## Short task
Reproduce the material from the line containing "Place one marker on every instance of the bundle" through the line containing "pixel 523 133", renaming every "marker" to "pin" and leaving all else unchanged.

## Material
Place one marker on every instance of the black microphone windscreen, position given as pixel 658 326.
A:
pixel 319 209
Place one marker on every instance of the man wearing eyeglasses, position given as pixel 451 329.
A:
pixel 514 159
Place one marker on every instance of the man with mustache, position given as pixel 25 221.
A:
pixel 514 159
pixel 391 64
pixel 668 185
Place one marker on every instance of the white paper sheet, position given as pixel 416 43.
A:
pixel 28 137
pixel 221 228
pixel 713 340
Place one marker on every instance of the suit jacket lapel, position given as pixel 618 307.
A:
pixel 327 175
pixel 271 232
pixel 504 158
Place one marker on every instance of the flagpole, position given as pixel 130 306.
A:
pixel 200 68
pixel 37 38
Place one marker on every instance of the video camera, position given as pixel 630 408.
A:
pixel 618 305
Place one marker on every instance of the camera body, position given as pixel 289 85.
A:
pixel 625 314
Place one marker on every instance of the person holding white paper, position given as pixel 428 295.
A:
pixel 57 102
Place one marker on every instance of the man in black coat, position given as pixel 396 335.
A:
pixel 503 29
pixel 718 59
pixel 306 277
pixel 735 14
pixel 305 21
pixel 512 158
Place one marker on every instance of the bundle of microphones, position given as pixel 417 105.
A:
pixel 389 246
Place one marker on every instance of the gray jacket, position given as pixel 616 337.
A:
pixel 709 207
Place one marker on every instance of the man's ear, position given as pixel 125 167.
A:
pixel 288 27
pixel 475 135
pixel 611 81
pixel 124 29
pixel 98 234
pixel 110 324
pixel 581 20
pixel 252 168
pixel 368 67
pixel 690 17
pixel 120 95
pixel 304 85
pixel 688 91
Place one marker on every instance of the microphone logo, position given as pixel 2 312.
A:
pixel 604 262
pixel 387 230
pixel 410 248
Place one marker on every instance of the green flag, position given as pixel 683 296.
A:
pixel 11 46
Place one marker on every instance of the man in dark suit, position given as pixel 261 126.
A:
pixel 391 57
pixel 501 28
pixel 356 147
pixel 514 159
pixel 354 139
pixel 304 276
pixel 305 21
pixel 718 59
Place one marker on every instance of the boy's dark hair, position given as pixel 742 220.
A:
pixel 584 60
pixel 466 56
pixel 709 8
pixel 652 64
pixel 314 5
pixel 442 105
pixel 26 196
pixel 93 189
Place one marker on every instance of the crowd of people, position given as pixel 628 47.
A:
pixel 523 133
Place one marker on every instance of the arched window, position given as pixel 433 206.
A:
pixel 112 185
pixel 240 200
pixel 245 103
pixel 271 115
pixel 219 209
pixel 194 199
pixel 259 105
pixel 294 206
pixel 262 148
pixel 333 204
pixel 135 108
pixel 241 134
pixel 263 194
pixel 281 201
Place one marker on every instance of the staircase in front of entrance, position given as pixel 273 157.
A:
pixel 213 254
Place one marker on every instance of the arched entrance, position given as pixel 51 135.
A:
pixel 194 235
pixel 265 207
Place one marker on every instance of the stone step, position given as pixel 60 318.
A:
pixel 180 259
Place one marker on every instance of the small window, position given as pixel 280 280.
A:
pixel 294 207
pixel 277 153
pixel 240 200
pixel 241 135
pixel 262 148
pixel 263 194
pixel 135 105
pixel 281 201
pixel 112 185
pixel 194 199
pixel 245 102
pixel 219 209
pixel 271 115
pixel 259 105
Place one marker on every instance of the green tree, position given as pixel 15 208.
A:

## Output for this task
Place one pin on every instance of the bundle of microphones, position given as pixel 417 105.
A:
pixel 389 246
Place one pin on every instance of the gray jacket, position given as pixel 616 337.
A:
pixel 709 207
Place one pin on every instance of the man's ear, position given as pixel 125 167.
A:
pixel 288 27
pixel 475 135
pixel 611 81
pixel 124 29
pixel 98 234
pixel 110 324
pixel 581 20
pixel 252 168
pixel 368 67
pixel 690 17
pixel 120 95
pixel 304 85
pixel 688 91
Place one pin on every instance of the microphone logo, position given as pixel 2 312.
A:
pixel 604 262
pixel 387 230
pixel 410 248
Place one pin on every instance of the green flag, position given as pixel 683 296.
A:
pixel 11 46
Place one pin on every instance of the man in dark suit, position given as pixel 261 126.
A:
pixel 391 57
pixel 501 28
pixel 356 147
pixel 514 159
pixel 354 139
pixel 304 276
pixel 305 21
pixel 718 59
Place one pin on every instance of the boy's dark hair, position given as pixel 742 220.
A:
pixel 584 60
pixel 466 56
pixel 709 8
pixel 652 64
pixel 314 5
pixel 442 105
pixel 26 196
pixel 93 189
Place one pin on every instance of the crowd of people, position given as pixel 628 47.
A:
pixel 523 133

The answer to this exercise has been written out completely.